[Object detection data]
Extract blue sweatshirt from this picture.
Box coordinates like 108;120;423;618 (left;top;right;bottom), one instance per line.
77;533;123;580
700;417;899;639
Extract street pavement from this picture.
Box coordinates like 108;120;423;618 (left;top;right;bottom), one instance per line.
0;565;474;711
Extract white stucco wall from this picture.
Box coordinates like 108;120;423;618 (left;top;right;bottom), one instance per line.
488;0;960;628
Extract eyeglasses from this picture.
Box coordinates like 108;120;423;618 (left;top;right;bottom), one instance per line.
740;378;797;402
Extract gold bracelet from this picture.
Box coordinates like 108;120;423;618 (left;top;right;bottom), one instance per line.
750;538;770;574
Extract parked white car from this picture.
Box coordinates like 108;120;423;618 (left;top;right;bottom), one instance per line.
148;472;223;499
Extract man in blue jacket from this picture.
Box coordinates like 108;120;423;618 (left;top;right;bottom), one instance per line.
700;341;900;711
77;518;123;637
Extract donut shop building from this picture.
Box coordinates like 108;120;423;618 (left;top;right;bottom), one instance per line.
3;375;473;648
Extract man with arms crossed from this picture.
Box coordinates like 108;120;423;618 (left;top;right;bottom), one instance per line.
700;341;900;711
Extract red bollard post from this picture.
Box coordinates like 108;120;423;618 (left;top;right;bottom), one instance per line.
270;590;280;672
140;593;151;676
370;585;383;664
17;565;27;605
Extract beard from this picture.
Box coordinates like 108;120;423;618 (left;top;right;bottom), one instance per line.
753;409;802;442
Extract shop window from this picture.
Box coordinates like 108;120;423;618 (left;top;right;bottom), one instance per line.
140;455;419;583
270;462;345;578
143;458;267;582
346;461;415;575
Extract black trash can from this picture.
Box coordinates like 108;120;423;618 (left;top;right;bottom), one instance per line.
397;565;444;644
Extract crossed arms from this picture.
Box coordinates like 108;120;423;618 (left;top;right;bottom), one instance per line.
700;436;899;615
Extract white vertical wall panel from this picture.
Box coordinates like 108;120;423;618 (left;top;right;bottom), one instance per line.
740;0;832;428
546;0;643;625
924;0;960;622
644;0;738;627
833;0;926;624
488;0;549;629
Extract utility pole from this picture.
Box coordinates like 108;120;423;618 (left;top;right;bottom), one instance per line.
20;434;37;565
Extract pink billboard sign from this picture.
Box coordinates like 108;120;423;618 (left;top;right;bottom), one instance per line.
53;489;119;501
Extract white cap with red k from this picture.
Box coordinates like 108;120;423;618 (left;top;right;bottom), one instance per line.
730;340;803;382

* What the task asks: Rewrite the lines from the start of the listing through the line holding "0;565;474;711", inclusive, as a numbered list, skipping any blank lines.

* Result of this task:
1. Extract blue sweatshirt from this picture.
2. Box coordinates like 108;120;423;618 (left;top;right;bottom), one instance per line.
3. 77;533;123;580
4. 700;417;899;639
5. Extract street pavement from this picture.
6. Box coordinates like 108;120;423;618 (left;top;right;bottom), one instance per line.
7. 0;565;474;711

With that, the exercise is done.